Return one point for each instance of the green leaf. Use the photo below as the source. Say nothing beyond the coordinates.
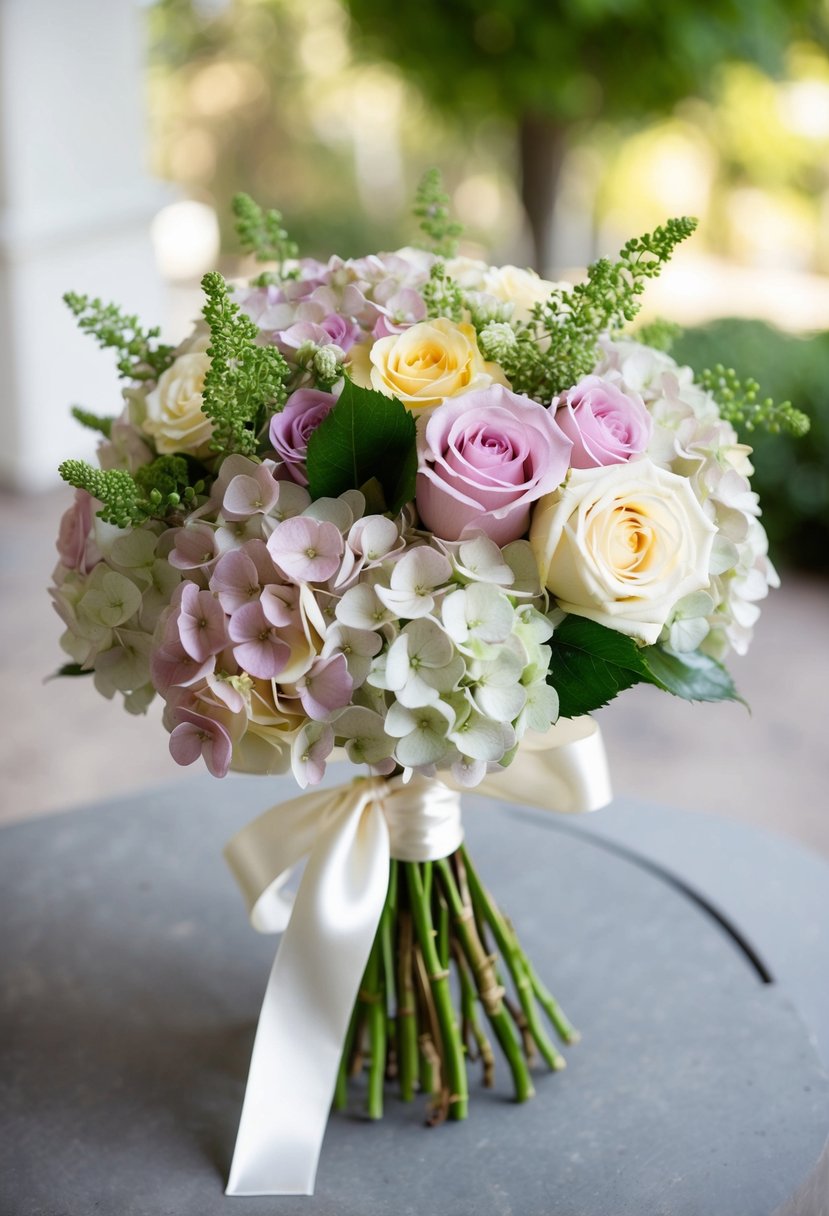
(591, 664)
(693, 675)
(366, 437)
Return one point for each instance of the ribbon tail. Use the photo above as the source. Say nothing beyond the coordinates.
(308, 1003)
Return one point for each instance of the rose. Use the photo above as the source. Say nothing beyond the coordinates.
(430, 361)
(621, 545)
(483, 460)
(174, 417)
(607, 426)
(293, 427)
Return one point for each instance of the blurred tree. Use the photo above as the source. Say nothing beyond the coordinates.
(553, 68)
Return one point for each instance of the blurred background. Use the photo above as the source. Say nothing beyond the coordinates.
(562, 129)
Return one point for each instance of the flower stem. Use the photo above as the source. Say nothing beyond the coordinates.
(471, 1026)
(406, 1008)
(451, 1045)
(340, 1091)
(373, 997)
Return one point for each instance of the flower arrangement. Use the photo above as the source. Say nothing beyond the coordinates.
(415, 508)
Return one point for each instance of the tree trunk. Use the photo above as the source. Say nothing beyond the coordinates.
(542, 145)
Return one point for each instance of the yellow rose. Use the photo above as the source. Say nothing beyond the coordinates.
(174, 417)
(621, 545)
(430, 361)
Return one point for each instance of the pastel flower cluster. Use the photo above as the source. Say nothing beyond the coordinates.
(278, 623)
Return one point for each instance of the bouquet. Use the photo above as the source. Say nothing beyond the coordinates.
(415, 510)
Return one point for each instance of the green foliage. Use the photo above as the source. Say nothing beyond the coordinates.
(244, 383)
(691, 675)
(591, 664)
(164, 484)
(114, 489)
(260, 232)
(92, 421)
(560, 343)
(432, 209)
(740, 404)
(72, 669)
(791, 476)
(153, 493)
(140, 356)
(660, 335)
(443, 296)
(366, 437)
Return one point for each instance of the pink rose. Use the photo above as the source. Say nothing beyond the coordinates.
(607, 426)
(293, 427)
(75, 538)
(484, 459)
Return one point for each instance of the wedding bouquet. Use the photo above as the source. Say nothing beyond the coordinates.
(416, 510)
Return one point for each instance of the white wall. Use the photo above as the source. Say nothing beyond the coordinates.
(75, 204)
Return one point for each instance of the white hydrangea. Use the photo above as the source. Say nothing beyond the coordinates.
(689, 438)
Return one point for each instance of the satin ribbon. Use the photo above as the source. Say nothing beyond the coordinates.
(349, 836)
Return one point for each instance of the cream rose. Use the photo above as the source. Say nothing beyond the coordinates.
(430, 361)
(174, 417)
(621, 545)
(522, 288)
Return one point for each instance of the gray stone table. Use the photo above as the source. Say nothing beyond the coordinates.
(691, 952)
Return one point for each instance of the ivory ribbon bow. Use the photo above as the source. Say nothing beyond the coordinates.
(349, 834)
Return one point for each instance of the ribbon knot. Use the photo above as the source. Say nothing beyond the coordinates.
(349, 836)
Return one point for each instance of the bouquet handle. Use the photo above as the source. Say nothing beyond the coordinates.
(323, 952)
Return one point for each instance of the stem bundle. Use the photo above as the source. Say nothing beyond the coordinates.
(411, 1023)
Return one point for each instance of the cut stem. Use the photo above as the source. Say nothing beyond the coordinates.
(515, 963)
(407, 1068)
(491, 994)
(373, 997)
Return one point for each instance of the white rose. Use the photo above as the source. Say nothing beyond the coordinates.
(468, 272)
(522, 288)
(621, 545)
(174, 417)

# # #

> [INSTRUCTIONS FOR THE TASK] Reproduce word for word the material above, beginning with the line that contains "Return one point for each instance of the stem" and continuing through the final line of the material.

> [RESPONSE]
Return one point for each instance of the stem bundle. Use the photo above as the source. Say nothing beyond the coordinates.
(411, 1023)
Return one point for each instance of the cut stem. Use the photo above as the source. Say nothing beyond the coordinates.
(515, 963)
(407, 1068)
(491, 994)
(373, 997)
Return one point for each instance of the white rose. Use the photo above as the source. Say nothing beyond the coordinates.
(468, 272)
(522, 288)
(621, 545)
(174, 417)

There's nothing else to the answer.